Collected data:
■ ■ ■ ■

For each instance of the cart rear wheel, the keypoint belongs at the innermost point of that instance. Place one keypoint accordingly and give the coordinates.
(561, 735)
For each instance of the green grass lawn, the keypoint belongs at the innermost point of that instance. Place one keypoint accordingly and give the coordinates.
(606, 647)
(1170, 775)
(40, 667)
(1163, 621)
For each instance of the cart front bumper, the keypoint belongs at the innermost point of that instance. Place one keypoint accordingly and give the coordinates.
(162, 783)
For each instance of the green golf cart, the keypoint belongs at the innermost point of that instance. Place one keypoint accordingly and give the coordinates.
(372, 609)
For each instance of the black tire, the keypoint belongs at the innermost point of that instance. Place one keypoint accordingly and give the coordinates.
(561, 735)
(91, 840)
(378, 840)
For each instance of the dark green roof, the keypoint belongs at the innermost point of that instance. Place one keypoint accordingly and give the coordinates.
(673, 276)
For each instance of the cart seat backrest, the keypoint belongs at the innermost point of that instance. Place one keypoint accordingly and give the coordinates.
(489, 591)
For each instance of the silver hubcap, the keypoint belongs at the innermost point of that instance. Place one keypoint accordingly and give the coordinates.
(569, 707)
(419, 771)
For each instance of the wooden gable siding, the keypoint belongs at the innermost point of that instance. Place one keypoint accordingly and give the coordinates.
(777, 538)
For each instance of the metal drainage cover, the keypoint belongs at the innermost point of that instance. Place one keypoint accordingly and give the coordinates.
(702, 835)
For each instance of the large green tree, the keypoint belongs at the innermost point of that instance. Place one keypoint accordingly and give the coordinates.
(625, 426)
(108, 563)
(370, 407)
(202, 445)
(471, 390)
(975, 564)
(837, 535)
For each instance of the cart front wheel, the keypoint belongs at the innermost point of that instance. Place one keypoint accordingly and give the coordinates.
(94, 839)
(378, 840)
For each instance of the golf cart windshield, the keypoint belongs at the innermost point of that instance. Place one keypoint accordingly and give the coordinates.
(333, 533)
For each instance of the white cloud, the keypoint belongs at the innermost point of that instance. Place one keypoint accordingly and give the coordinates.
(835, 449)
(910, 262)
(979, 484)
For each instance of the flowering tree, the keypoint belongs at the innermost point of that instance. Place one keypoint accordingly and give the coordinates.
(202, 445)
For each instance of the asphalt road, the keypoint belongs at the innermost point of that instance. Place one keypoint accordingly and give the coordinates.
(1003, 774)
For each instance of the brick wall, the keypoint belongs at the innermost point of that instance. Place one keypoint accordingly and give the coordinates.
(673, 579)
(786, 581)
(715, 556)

■ ■ ■ ■

**YOUR OBJECTIVE:** Reproduce the listing above with every "innermost point" changed to "most interior point", leaving all other text untouched.

**FINISHED EXERCISE:**
For each instance of the cart rear wheel, the keypoint belongs at the most interior point of that instance. Place one keypoint accordingly and give the coordinates.
(561, 735)
For each instance of the green grass lawn, the keypoint belongs at the most interior point of that instance. Place one keypoint accordingly and give the coordinates.
(606, 647)
(1170, 775)
(40, 667)
(1163, 621)
For each instance of the cart front bumper, the keypoint belongs at the most interior point of that instance. Place one keypoint accordingly and give the coordinates.
(162, 783)
For each instance of the green golf cart, the keypoint belongs at the most interior point of that instance. Place one keypoint accordingly and give the coordinates.
(372, 609)
For each instance of the black tire, the keypoint belongs at the most interior point of that instance. Place one keypoint accordingly and give the coordinates.
(561, 735)
(91, 840)
(378, 840)
For each instance of the dark green roof, the keypoint belongs at the most interior point of that instance. Place one keypoint accordingly and give the coordinates.
(673, 276)
For each instance of the cart seat backrest, the keypoint belongs at the most interior point of that instance. Place one keypoint accordingly and give the coordinates.
(489, 591)
For each instance of the silver hubcap, the keypoint belongs at the most interior point of that instance. Place one keypoint accordingly and give the coordinates.
(569, 707)
(419, 771)
For each instance of the wooden gable siding, the keypoint belongs at the most interior point of that instance. Place one keypoint accordingly and give the coordinates.
(777, 538)
For each instance of the metal drainage cover, the keypoint belongs at the most interior point of that instance. Place one keypoint accordingly and give the coordinates.
(702, 835)
For each instance of the large green tree, the keypoint belongs at the most interior point of that instance. Place one keypoint accordingly and give the coordinates.
(625, 426)
(108, 563)
(370, 407)
(202, 445)
(471, 390)
(975, 564)
(837, 535)
For each instance of the cart front wheel, the keypoint belongs at the most interior point of that instance. Place one keypoint accordingly and give the coordinates.
(94, 839)
(378, 840)
For each instance of the golf cart windshield, the keypoint belongs at the most interior point of that instance. Place one keypoint accordingly and give the coordinates.
(333, 533)
For each instance of the white cloud, the keypoint belongs at the most interior point of that instance. Place one keypoint accordingly and give the coordinates.
(835, 449)
(910, 262)
(979, 484)
For each instance of the flowering tree, the keypoint belongs at the most interior point of that instance. Place one keypoint accordingly and give the coordinates.
(202, 445)
For each instance of the asphalt road, the keypoint belongs at the most interior point of that instance. Place one keypoint accordingly and give the coordinates.
(1003, 774)
For each instance of the brick wall, the keypoint belongs at the most interior point of that instance. Place one keypoint accordingly and give the coordinates.
(673, 579)
(786, 581)
(715, 556)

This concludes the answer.